Produce as output only the lines below starting at the line with "fill-rule evenodd" and continuing through the line with "171 170 L 191", each one exactly as written.
┌────────
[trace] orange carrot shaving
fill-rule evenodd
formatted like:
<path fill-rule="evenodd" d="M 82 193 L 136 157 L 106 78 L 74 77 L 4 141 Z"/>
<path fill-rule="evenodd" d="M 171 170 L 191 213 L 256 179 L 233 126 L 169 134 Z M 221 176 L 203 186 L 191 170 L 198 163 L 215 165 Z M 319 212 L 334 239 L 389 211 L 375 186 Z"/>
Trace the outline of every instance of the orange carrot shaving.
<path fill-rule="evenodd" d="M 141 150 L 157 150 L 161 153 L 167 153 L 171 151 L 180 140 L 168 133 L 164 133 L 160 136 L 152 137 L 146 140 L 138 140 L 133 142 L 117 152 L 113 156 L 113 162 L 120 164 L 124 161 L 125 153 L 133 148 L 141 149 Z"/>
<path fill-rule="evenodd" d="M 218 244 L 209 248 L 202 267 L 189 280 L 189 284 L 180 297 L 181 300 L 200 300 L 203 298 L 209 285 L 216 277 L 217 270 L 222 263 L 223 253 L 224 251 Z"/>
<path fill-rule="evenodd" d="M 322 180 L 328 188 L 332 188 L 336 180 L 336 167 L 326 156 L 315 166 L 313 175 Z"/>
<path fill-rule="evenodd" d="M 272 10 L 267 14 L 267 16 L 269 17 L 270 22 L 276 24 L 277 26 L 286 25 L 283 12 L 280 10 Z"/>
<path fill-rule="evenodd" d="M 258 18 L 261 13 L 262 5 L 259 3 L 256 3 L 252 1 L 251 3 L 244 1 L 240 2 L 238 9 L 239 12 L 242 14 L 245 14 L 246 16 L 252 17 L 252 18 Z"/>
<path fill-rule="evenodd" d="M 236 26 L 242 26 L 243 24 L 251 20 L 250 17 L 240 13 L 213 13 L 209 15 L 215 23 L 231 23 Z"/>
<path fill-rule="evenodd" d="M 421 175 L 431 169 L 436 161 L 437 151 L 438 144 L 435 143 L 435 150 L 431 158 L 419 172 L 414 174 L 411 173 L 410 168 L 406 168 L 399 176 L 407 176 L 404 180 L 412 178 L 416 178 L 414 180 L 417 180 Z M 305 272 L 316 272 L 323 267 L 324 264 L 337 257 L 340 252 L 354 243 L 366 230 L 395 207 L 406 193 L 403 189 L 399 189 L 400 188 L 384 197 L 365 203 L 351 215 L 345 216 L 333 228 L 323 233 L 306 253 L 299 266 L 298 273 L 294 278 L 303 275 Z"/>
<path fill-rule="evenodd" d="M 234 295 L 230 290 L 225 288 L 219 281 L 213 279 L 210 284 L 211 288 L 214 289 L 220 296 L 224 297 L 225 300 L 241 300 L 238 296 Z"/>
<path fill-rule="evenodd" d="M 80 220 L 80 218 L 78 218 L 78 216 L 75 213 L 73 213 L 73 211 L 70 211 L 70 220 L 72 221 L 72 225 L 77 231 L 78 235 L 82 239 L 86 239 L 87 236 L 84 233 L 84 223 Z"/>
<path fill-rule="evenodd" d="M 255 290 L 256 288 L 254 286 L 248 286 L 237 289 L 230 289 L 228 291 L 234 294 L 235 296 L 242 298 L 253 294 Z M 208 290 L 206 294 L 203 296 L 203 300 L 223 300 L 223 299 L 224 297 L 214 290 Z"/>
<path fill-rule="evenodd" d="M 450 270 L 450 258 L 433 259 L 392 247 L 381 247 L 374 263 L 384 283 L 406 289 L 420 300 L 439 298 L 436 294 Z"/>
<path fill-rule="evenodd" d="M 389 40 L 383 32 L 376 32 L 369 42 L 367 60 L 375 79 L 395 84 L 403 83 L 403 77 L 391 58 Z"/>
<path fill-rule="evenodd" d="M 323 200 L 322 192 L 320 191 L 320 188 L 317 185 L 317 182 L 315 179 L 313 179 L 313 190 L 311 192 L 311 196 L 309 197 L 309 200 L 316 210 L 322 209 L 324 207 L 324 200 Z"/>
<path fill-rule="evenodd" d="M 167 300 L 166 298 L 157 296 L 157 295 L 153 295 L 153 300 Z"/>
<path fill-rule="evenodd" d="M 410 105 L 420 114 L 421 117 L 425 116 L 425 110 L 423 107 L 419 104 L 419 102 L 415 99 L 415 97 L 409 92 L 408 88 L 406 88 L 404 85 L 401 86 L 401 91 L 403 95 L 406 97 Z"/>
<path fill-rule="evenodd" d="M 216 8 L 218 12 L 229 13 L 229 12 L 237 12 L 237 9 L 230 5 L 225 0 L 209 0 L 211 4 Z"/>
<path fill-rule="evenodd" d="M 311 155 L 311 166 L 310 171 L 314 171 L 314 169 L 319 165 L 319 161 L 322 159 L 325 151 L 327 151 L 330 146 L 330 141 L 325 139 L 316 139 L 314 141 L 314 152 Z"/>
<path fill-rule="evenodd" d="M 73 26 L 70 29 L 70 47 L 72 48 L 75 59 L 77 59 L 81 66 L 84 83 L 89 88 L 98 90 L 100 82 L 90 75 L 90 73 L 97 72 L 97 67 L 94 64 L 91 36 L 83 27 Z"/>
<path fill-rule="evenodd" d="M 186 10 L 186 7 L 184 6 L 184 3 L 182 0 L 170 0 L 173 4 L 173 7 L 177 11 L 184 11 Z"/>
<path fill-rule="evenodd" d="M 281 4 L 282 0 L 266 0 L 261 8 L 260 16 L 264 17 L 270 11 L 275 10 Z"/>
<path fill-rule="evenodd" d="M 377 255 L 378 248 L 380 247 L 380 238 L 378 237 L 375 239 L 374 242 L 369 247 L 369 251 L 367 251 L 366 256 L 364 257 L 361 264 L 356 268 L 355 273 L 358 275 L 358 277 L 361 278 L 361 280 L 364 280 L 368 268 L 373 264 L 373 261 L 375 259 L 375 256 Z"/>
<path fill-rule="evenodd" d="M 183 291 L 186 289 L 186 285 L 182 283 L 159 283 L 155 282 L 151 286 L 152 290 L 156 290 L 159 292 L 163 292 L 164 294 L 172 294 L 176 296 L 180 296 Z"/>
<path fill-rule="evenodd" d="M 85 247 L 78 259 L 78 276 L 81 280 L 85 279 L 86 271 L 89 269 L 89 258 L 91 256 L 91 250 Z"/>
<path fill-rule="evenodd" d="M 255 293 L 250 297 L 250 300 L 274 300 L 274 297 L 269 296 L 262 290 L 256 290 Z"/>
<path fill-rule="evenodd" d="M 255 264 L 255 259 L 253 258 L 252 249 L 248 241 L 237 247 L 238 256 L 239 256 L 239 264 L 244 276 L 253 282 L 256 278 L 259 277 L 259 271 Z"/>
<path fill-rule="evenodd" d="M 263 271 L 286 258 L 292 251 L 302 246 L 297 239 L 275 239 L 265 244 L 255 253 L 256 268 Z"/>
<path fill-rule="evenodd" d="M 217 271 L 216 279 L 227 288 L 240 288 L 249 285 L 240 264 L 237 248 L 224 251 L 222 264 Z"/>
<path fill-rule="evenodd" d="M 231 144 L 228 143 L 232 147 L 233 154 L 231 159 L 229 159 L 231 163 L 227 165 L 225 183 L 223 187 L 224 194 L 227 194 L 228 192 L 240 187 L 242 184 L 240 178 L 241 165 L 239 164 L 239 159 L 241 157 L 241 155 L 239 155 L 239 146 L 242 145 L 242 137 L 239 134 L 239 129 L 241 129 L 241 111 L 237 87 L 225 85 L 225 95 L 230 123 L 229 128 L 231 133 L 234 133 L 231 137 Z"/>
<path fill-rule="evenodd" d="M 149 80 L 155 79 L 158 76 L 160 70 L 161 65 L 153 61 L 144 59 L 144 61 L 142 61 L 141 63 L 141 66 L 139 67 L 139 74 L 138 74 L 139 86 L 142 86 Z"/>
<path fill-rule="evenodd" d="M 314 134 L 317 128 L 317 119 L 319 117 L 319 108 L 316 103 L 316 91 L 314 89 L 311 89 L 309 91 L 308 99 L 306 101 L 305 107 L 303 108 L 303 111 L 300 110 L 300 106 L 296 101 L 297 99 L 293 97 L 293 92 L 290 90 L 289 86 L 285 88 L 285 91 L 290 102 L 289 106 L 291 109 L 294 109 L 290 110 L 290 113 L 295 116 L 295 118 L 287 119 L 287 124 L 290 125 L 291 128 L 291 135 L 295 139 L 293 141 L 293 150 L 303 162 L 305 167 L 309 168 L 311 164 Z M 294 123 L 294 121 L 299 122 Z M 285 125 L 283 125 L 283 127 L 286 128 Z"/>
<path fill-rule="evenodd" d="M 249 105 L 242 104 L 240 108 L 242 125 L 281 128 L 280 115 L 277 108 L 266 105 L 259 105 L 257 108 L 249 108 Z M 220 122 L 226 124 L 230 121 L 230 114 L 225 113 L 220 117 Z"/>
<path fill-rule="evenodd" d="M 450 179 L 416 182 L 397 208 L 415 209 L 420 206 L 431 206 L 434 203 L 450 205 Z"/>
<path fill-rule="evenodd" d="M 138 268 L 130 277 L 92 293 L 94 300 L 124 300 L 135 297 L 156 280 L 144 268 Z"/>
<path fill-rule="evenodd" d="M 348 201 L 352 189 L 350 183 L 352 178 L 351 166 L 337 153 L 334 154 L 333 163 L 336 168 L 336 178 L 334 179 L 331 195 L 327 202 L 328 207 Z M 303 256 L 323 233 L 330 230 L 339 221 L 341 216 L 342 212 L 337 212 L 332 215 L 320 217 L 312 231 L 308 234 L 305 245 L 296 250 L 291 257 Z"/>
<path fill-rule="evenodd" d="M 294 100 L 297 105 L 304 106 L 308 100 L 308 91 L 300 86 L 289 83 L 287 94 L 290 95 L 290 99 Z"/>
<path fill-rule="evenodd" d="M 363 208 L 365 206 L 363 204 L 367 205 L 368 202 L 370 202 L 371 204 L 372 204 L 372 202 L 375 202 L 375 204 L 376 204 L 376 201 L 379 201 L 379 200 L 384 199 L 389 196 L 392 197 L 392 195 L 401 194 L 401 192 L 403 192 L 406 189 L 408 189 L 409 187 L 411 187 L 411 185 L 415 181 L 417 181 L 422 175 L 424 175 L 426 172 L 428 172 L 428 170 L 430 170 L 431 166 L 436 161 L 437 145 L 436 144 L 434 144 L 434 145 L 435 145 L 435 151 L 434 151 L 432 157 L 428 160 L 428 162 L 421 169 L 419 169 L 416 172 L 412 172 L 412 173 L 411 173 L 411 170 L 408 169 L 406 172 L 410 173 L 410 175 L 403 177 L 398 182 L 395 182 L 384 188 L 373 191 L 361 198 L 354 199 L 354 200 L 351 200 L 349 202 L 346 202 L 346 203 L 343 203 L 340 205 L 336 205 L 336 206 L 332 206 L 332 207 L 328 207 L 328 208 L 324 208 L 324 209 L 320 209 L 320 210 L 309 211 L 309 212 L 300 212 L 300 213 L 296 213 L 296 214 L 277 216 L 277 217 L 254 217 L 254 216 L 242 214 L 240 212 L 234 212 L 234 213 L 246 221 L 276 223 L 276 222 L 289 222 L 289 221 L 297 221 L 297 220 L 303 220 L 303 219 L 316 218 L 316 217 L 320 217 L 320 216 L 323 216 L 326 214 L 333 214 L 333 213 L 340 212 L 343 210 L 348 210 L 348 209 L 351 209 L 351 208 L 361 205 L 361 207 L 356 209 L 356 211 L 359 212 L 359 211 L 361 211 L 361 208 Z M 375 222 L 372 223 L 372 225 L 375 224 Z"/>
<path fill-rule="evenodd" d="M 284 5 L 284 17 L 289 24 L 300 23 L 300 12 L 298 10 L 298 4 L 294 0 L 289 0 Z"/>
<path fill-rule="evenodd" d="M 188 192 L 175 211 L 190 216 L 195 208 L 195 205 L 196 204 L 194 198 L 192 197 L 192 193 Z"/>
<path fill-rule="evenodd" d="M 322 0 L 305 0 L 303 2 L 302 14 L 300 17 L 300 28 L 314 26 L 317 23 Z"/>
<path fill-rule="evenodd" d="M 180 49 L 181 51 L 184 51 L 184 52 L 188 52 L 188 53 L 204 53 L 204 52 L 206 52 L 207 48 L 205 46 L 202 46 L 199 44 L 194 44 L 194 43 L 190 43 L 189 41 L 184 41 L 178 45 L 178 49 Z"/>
└────────
• **Task response**
fill-rule evenodd
formatted like:
<path fill-rule="evenodd" d="M 82 193 L 136 157 L 106 78 L 74 77 L 4 141 Z"/>
<path fill-rule="evenodd" d="M 171 170 L 191 213 L 256 179 L 233 126 L 169 134 Z M 221 176 L 203 186 L 191 170 L 198 163 L 215 165 Z M 319 212 L 334 239 L 389 211 L 375 186 Z"/>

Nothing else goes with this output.